• [About this exercise]
Exact copy, no pictures: output each line below as it stands.

• [Data in this exercise]
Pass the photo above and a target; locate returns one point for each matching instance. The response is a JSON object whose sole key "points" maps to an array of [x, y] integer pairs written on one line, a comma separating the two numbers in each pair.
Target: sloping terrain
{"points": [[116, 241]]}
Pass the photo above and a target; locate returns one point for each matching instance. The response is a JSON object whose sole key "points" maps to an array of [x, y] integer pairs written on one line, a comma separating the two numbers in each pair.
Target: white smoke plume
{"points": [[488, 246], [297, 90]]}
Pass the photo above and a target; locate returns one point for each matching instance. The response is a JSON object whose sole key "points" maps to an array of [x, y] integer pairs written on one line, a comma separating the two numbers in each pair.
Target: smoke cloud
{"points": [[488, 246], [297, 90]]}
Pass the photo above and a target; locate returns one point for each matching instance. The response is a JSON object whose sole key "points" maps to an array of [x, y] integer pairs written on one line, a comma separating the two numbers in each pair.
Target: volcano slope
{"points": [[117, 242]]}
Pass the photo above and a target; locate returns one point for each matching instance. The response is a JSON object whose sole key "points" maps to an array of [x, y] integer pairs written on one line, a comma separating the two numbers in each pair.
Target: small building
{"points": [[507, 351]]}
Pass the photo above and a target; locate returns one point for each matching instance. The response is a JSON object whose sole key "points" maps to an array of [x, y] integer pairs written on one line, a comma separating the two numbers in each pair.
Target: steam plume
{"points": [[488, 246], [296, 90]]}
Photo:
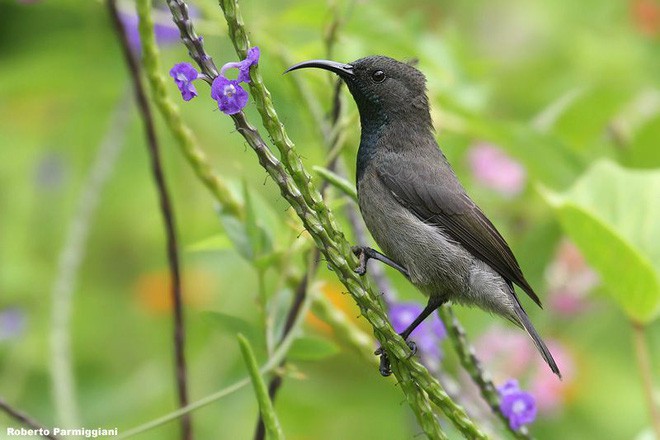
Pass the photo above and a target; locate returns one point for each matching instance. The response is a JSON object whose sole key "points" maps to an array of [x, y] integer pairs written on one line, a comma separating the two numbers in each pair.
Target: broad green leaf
{"points": [[613, 215], [215, 242], [338, 182], [237, 234], [312, 348], [644, 149]]}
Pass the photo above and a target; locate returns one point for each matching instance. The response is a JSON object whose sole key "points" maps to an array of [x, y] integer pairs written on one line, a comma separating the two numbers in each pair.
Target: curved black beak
{"points": [[341, 69]]}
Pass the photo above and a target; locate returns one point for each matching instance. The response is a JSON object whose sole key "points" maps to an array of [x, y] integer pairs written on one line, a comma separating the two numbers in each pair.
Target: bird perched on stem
{"points": [[414, 206]]}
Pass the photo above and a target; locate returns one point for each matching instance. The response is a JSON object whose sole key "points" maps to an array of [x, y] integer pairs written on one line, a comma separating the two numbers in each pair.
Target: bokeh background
{"points": [[526, 96]]}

• [Answer]
Pass the photo above and a target; locate returns one point for each matching instance. The response is a JSON object whose sole key "points" maps to an array of [x, y] integer pairs written on one line, a comma separating the two numbers in each pair.
Target: sloping terrain
{"points": [[116, 241]]}
Pass the photo above and a target; locate returns one point for each matching instance. The response is a JSON object whose sole key "points" maps to an array of [x, y] integer pairs written on one line, a comma separating the two numbers in each pair.
Target: white smoke plume
{"points": [[488, 246], [297, 90]]}
Pass the photo above and a target; locate returns one point for each matching instance. The response is a JSON object whose sole key "points" maps to an array of [x, y] integer pairs written on one line, a comma separating the two numbers in each pair.
Target: smoke cloud
{"points": [[488, 246], [297, 90]]}
Pass the photo above and a target; locate returns one point for each matching instance. The response is a JSON object whose sole key "points" maps to an array of [x, y] integer pairs written on one line, a comma separating the two numbers in each pair.
Target: volcano slope
{"points": [[117, 242]]}
Pass the photo above and a target; locate returns one point for each matching instance. The response is a JSON object whose sole key "points" maps to an array of [x, y] integer pairs written on one line, a comma separating the two numbers in each pair.
Target: small building
{"points": [[507, 351]]}
Pass the photo above and a target; locate returns one point for each matching instance. The response is a JSON object whose sole key "points" maps to an array of [x, y] integer pairs written on one line, a comma separating the two numbers in each pair.
Target: steam plume
{"points": [[488, 246], [296, 90]]}
Photo:
Pass the photo above and a target; locate returns one point for each matching instance. The response is a JSON object whose sole key "points" maps to an array of [x, y] integer pairs written on one line, a comma separating the two numbers in each pair.
Target: broad green leaf
{"points": [[613, 215], [215, 242], [338, 182], [237, 234], [312, 348], [644, 149]]}
Pass the photo above and a target; locate returns one point for each matching instance. The response is a JSON object whose sole key "points" maps to an array of [x, y] integer pairs written on one line, a comma separating the two numbers in each pair.
Target: curved black beak
{"points": [[341, 69]]}
Pass the photo above and a target; locate returns one point for each matching instance. The response is a JSON object whose sole key "points" maps to an array of [x, y] integer pairs written on one line, a comma separating the two numbers in each pair.
Target: bird perched on stem
{"points": [[414, 206]]}
Pass the photo above and a target; locate returns one point for each matching instance. The response is a JSON object whose sole key "points" maps to an array of [x, y] integer pairs written on one line, a comma separating the two numbers in each pair.
Target: bokeh background
{"points": [[526, 96]]}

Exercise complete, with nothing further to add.